[What is expected] The listing below is to be output in its exact form.

[Entries provided]

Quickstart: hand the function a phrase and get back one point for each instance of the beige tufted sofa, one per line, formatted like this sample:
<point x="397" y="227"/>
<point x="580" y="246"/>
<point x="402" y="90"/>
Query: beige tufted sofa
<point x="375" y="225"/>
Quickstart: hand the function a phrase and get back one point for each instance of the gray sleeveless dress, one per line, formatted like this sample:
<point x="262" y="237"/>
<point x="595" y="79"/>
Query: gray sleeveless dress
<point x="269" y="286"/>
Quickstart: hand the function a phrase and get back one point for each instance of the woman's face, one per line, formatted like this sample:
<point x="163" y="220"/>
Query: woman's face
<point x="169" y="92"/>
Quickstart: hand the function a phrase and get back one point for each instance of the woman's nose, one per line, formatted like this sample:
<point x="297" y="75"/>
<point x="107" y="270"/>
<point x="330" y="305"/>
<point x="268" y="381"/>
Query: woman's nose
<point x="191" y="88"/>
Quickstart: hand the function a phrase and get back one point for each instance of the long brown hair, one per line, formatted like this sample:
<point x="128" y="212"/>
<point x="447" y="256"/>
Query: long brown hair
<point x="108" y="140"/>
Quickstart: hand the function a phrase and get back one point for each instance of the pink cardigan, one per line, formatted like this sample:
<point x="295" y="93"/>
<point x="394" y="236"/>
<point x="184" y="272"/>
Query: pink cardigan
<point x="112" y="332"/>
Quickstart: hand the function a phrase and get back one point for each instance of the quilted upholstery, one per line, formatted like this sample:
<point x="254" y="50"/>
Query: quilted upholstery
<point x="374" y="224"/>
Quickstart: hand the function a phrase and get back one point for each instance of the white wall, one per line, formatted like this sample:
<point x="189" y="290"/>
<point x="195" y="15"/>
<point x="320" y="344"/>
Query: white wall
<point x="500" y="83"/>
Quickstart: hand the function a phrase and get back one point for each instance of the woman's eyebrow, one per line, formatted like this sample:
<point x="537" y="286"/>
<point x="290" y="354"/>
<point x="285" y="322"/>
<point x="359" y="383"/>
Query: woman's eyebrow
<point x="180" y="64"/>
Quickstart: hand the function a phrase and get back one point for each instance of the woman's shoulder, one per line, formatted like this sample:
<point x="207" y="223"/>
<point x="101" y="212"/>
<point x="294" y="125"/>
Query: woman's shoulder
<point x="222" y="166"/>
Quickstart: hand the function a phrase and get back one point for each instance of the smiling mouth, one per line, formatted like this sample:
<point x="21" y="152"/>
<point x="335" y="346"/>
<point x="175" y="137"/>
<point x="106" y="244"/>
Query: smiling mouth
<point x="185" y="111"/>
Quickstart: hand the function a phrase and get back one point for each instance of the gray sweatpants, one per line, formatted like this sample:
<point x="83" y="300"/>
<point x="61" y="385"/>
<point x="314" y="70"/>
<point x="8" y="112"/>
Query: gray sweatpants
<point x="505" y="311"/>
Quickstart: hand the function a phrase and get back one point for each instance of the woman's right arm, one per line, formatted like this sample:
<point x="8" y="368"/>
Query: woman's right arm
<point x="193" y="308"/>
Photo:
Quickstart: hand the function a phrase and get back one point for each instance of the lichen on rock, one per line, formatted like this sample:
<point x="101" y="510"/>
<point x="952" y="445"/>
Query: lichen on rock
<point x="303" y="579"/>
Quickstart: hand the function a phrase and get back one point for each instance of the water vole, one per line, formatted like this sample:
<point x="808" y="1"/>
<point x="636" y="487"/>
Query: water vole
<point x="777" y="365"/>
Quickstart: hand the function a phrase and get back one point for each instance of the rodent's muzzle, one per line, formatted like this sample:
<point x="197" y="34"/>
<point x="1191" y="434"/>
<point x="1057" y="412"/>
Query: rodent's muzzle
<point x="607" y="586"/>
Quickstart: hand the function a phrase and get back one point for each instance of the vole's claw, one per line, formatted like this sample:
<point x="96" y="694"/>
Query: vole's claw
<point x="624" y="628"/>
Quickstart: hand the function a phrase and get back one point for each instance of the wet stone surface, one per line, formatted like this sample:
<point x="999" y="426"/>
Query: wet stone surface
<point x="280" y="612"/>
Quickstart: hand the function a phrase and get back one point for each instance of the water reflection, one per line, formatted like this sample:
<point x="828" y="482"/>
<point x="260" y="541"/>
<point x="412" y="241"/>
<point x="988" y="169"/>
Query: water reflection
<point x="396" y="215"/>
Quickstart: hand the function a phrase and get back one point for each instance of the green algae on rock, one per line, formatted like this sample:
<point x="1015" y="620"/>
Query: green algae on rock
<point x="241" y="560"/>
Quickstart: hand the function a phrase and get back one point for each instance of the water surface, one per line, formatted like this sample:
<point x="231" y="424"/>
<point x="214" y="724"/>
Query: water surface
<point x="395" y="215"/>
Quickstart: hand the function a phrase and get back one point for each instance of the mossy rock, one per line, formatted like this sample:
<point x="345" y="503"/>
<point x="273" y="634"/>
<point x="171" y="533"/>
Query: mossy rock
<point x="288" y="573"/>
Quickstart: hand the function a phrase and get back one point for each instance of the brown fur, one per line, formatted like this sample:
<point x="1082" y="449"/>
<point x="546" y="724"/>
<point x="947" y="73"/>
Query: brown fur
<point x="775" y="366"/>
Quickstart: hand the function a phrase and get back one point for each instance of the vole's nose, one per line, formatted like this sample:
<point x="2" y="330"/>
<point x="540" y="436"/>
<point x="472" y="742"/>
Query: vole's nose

[Task solution]
Quickstart: hand the function a phrase and get back one point for each instance of the beige tufted sofa, one per line, formatted like this sample:
<point x="397" y="227"/>
<point x="580" y="246"/>
<point x="402" y="90"/>
Query: beige tufted sofa
<point x="375" y="225"/>
Quickstart: hand the function a phrase and get back one point for each instance of the gray sleeveless dress, one per line, formatted like this sample:
<point x="262" y="237"/>
<point x="595" y="79"/>
Query: gray sleeveless dress
<point x="269" y="286"/>
Quickstart: hand the function a phrase and get back one point for each instance of the woman's face, one per line, formatted like this sample:
<point x="163" y="220"/>
Query: woman's face
<point x="169" y="92"/>
Quickstart: hand the function a phrase and get back one point for each instance of the woman's nose, one per line, formatted like this sample:
<point x="297" y="75"/>
<point x="107" y="270"/>
<point x="330" y="305"/>
<point x="268" y="381"/>
Query: woman's nose
<point x="191" y="88"/>
Quickstart: hand the function a phrase and get back one point for each instance of the long brown hair, one per line, formatted like this sample:
<point x="128" y="212"/>
<point x="447" y="256"/>
Query: long brown hair
<point x="108" y="140"/>
Quickstart: hand the function a phrase and get back one point for each instance of the pink cardigan, one per line, formatted like this sample:
<point x="295" y="93"/>
<point x="394" y="236"/>
<point x="184" y="272"/>
Query: pink cardigan
<point x="112" y="332"/>
Quickstart: hand the function a phrase and get back one point for each instance of the quilted upholstery, one per line, formatted like this sample:
<point x="254" y="50"/>
Query: quilted upholstery
<point x="374" y="224"/>
Quickstart: hand the function a phrase and get back one point for each instance of the white wall, one per line, formatted like this sample:
<point x="189" y="290"/>
<point x="195" y="15"/>
<point x="320" y="344"/>
Query: white wall
<point x="500" y="83"/>
Quickstart: hand the function a phrase and get back one point for each instance of the woman's eyebrow, one per line, formatted like this sample:
<point x="537" y="286"/>
<point x="290" y="354"/>
<point x="285" y="322"/>
<point x="359" y="383"/>
Query: woman's eyebrow
<point x="180" y="64"/>
Quickstart: hand the function a phrase and get back one point for each instance of the woman's shoulder, one per line, formatted like this sample:
<point x="207" y="223"/>
<point x="101" y="212"/>
<point x="294" y="125"/>
Query: woman's shoulder
<point x="222" y="166"/>
Quickstart: hand the function a phrase and get back one point for each instance of the smiling mouth, one per line, formatted like this sample:
<point x="21" y="152"/>
<point x="335" y="346"/>
<point x="175" y="137"/>
<point x="106" y="244"/>
Query: smiling mouth
<point x="185" y="111"/>
Quickstart: hand the function a phrase and get back one point for each instance of the gray sweatpants, one per line, formatted like this sample:
<point x="83" y="300"/>
<point x="61" y="385"/>
<point x="314" y="70"/>
<point x="8" y="112"/>
Query: gray sweatpants
<point x="505" y="311"/>
Quickstart: hand the function a phrase and get back one point for each instance of the woman's right arm, one per line, formatted like this sample:
<point x="8" y="368"/>
Query: woman's right arm
<point x="193" y="308"/>
Photo:
Quickstart: hand the function a phrase and get back one point for each instance of the lichen on rock, one per line, formatted like this sample:
<point x="101" y="510"/>
<point x="952" y="445"/>
Query: lichen on rock
<point x="303" y="579"/>
Quickstart: hand the function a phrase and get back one point for each instance of the water vole, one per line, formatted like this sample:
<point x="808" y="1"/>
<point x="636" y="487"/>
Query: water vole
<point x="777" y="365"/>
Quickstart: hand the function a phrase and get back one point for each instance of the rodent's muzzle, one per line, formatted like this sample:
<point x="197" y="34"/>
<point x="1191" y="434"/>
<point x="1057" y="412"/>
Query: rodent's muzzle
<point x="607" y="586"/>
Quickstart: hand the function a phrase and get back one point for each instance of the vole's claw, one per line, formatted like this sample:
<point x="96" y="694"/>
Query: vole's claw
<point x="624" y="628"/>
Quickstart: hand the function a phrase and get back one point for each instance of the wet stone surface, one per line, formatted like this sample:
<point x="999" y="426"/>
Query: wet stone surface
<point x="280" y="612"/>
Quickstart: hand the function a phrase and get back one point for each instance of the water reflection, one per line, formatted like this sample:
<point x="828" y="482"/>
<point x="260" y="541"/>
<point x="412" y="241"/>
<point x="988" y="169"/>
Query: water reflection
<point x="396" y="215"/>
Quickstart: hand the function a phrase and get back one point for each instance of the green algae on rock, one per line, formatted like this sample:
<point x="1015" y="620"/>
Query: green algae on rock
<point x="241" y="560"/>
Quickstart: hand the function a phrase and get back one point for each instance of the water surface, one per line, formatted like this sample:
<point x="231" y="424"/>
<point x="214" y="724"/>
Query: water surface
<point x="395" y="215"/>
Quickstart: hand the function a phrase and get back one point for each instance of the mossy rock, one per line, formatted like this sample:
<point x="345" y="503"/>
<point x="273" y="634"/>
<point x="171" y="533"/>
Query: mossy rock
<point x="288" y="573"/>
Quickstart: hand the function a phrase and get back one point for each instance of the brown fur, one per line, formatted like this sample:
<point x="1082" y="449"/>
<point x="546" y="724"/>
<point x="947" y="73"/>
Query: brown fur
<point x="775" y="366"/>
Quickstart: hand the function a phrase and get back one point for each instance of the vole's nose, one per line, formatted like this sample:
<point x="2" y="330"/>
<point x="540" y="436"/>
<point x="472" y="742"/>
Query: vole's nose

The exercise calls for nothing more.